Collection entries:
--- START ---
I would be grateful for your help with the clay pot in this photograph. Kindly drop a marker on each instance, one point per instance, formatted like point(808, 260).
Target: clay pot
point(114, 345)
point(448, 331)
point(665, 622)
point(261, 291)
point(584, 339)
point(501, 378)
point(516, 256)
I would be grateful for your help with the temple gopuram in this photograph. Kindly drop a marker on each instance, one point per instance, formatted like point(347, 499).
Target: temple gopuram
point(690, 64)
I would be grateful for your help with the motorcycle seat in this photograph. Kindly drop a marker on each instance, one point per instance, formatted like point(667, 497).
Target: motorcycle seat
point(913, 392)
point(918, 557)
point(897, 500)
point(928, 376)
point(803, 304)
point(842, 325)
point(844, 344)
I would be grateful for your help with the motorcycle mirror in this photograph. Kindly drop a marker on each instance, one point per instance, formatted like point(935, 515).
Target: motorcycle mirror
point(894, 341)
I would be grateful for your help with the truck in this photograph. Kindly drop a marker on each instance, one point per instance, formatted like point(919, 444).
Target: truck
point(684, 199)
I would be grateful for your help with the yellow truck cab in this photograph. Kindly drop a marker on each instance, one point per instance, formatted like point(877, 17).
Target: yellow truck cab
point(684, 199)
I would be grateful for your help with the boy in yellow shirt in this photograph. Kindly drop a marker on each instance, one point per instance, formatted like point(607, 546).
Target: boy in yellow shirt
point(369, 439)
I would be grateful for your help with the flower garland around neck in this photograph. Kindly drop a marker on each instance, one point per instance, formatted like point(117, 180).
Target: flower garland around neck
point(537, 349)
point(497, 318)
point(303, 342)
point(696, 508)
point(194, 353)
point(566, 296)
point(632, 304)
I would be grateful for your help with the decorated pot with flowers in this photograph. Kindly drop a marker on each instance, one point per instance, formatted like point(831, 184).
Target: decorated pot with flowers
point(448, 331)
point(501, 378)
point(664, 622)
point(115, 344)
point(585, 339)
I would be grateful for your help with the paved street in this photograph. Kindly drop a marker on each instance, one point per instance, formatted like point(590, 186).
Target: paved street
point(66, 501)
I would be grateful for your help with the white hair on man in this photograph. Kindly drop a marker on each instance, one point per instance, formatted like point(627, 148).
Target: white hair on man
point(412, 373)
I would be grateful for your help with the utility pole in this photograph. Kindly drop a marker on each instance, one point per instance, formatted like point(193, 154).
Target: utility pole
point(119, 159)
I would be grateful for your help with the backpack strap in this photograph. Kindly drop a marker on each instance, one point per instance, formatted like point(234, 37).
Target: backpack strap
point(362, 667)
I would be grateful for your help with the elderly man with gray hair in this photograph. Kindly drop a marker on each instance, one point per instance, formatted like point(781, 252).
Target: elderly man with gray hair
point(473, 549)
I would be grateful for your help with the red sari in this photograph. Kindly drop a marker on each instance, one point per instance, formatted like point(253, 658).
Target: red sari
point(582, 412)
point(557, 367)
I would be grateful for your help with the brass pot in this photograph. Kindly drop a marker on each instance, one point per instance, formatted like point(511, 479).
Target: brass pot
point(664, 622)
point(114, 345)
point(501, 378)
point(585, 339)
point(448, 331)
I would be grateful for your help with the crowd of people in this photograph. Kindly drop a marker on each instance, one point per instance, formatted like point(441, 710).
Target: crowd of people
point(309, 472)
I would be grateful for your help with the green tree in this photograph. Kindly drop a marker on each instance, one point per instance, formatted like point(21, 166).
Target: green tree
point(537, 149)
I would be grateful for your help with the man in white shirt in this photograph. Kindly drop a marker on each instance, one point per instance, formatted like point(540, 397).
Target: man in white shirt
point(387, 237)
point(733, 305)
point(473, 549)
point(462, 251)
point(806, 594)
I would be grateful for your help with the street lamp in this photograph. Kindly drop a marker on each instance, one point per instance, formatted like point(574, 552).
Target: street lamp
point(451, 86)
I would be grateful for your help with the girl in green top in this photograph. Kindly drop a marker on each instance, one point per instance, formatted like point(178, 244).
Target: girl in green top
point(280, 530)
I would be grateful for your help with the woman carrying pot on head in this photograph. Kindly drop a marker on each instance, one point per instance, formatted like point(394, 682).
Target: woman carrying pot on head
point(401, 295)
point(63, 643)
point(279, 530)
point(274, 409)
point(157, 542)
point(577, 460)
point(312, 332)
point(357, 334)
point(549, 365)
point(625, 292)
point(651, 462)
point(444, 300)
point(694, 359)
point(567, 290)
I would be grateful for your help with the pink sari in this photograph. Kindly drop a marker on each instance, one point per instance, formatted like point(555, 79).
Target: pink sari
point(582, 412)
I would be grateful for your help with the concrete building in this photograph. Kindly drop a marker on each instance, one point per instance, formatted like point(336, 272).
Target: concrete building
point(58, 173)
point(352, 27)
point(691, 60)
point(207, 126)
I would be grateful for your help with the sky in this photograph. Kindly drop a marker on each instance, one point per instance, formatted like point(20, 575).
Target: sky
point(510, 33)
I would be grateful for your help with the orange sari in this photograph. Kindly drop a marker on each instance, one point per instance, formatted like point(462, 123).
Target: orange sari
--- END ---
### Short task:
Reproduce only the part of the entries that opens with the line containing "I would be grateful for your help with the concrete" and closes with the line containing "point(510, 33)", substituting "cloudy sky" for each occurrence of "sky" and leaving all other text unchanged.

### Answer to the exercise:
I would be grateful for your help with the concrete building in this photograph. Kindly drop a marker on each instance, one point per instance, formatted like point(336, 272).
Target: concrete building
point(58, 173)
point(352, 27)
point(691, 60)
point(207, 126)
I would be grateful for your help with the cloudy sky in this photograph. Kindly drop a marker on each instance, one point per instance, formatted like point(20, 575).
Target: cloudy sky
point(510, 33)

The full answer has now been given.